(YOUR ASSIGNMENT) The records that follow should be returned exactly, pictures excluded.

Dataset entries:
+ + +

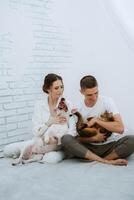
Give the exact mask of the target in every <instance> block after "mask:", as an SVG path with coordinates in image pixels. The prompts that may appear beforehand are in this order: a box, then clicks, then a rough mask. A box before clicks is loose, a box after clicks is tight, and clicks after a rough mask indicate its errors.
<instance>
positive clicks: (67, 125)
mask: <svg viewBox="0 0 134 200" xmlns="http://www.w3.org/2000/svg"><path fill="white" fill-rule="evenodd" d="M56 114H61V115H62V116H65V117H66V119H67V122H66V123H64V124H52V125H51V126H50V127H49V128H48V129H47V130H46V132H44V134H43V136H42V137H35V138H34V139H33V140H31V143H28V144H26V145H25V146H24V147H23V148H22V150H21V152H20V156H19V158H18V159H16V160H15V161H14V162H13V163H12V165H17V164H25V163H30V162H35V161H40V160H41V159H42V158H43V155H44V154H45V153H48V152H50V151H56V150H59V149H60V144H61V137H62V136H63V135H65V134H66V133H67V130H68V125H69V118H70V117H71V116H72V115H71V114H70V112H69V109H68V106H67V103H66V102H65V99H64V98H61V99H60V101H59V103H58V106H57V108H56ZM52 137H54V138H56V139H57V140H58V145H57V144H52V145H50V144H49V142H50V138H52Z"/></svg>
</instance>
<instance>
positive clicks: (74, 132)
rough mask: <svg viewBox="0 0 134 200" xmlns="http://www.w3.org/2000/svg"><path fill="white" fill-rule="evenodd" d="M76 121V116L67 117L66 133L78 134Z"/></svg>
mask: <svg viewBox="0 0 134 200" xmlns="http://www.w3.org/2000/svg"><path fill="white" fill-rule="evenodd" d="M76 122H77V118H76V116H74V115H73V116H71V117H70V118H69V128H68V132H67V134H69V135H72V136H74V137H75V136H77V135H78V134H77V131H76Z"/></svg>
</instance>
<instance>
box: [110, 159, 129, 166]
mask: <svg viewBox="0 0 134 200" xmlns="http://www.w3.org/2000/svg"><path fill="white" fill-rule="evenodd" d="M106 163H107V164H111V165H120V166H124V165H125V166H126V165H127V164H128V161H127V160H125V159H116V160H106Z"/></svg>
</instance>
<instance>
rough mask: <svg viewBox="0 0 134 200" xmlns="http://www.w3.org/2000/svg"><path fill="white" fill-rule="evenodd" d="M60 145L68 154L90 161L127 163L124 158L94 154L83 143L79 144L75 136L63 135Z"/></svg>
mask: <svg viewBox="0 0 134 200" xmlns="http://www.w3.org/2000/svg"><path fill="white" fill-rule="evenodd" d="M61 143H62V147H63V149H64V150H65V152H66V153H67V154H69V155H73V156H76V157H79V158H85V159H87V160H90V161H98V162H102V163H107V164H113V165H127V161H126V160H124V159H117V160H107V159H104V158H101V157H100V156H98V155H96V154H95V153H93V152H92V151H90V150H89V149H87V148H86V147H85V146H84V145H82V144H80V143H79V142H78V141H77V139H76V138H74V137H73V136H71V135H64V136H63V137H62V139H61Z"/></svg>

+ + +

(YOUR RESPONSE)
Give the exact mask of the target in every <instance> block after "mask:", as an SVG path with coordinates in image pixels. The prompts that may appear beforehand are in this order: a box, then clicks, then a rough mask. A box before clicks is loose, a box after clicks is tight, and clicks after a rough mask indicate its errors.
<instance>
positive clicks: (67, 125)
mask: <svg viewBox="0 0 134 200" xmlns="http://www.w3.org/2000/svg"><path fill="white" fill-rule="evenodd" d="M56 114H61V115H62V116H65V117H66V119H67V122H66V123H64V124H52V125H51V126H50V127H49V128H48V129H47V130H46V132H44V134H43V136H42V137H35V138H34V139H33V140H31V143H28V144H26V145H25V146H24V147H23V148H22V150H21V152H20V156H19V158H18V159H16V160H15V161H14V162H13V163H12V165H17V164H25V163H30V162H35V161H40V160H41V159H42V158H43V155H44V154H45V153H48V152H50V151H56V150H59V149H60V144H61V137H62V136H63V135H65V134H66V133H67V130H68V125H69V118H70V117H71V116H72V115H71V114H70V112H69V109H68V106H67V103H66V102H65V99H64V98H61V99H60V101H59V103H58V106H57V108H56ZM52 137H54V138H56V139H57V140H58V145H57V144H52V145H50V144H49V142H50V138H52Z"/></svg>
</instance>
<instance>
positive clicks: (74, 132)
rough mask: <svg viewBox="0 0 134 200" xmlns="http://www.w3.org/2000/svg"><path fill="white" fill-rule="evenodd" d="M76 121V116L67 117L66 133L78 134Z"/></svg>
mask: <svg viewBox="0 0 134 200" xmlns="http://www.w3.org/2000/svg"><path fill="white" fill-rule="evenodd" d="M76 122H77V118H76V116H74V115H73V116H71V117H70V118H69V128H68V132H67V134H69V135H72V136H74V137H75V136H77V135H78V134H77V131H76Z"/></svg>
</instance>
<instance>
box: [110, 159, 129, 166]
mask: <svg viewBox="0 0 134 200" xmlns="http://www.w3.org/2000/svg"><path fill="white" fill-rule="evenodd" d="M106 163H107V164H111V165H120V166H124V165H125V166H126V165H127V164H128V161H127V160H125V159H116V160H106Z"/></svg>
</instance>
<instance>
rough mask: <svg viewBox="0 0 134 200" xmlns="http://www.w3.org/2000/svg"><path fill="white" fill-rule="evenodd" d="M60 145L68 154L90 161L127 163L124 158L94 154L83 143L79 144L75 136L63 135Z"/></svg>
mask: <svg viewBox="0 0 134 200" xmlns="http://www.w3.org/2000/svg"><path fill="white" fill-rule="evenodd" d="M61 143H62V147H63V149H64V150H65V152H66V153H67V154H69V155H73V156H76V157H79V158H85V159H87V160H90V161H98V162H102V163H107V164H113V165H127V161H126V160H124V159H117V160H107V159H104V158H101V157H100V156H98V155H96V154H95V153H93V152H92V151H90V150H89V149H87V148H86V147H85V146H84V145H82V144H80V143H79V142H78V141H77V139H76V138H74V137H73V136H71V135H64V136H63V137H62V139H61Z"/></svg>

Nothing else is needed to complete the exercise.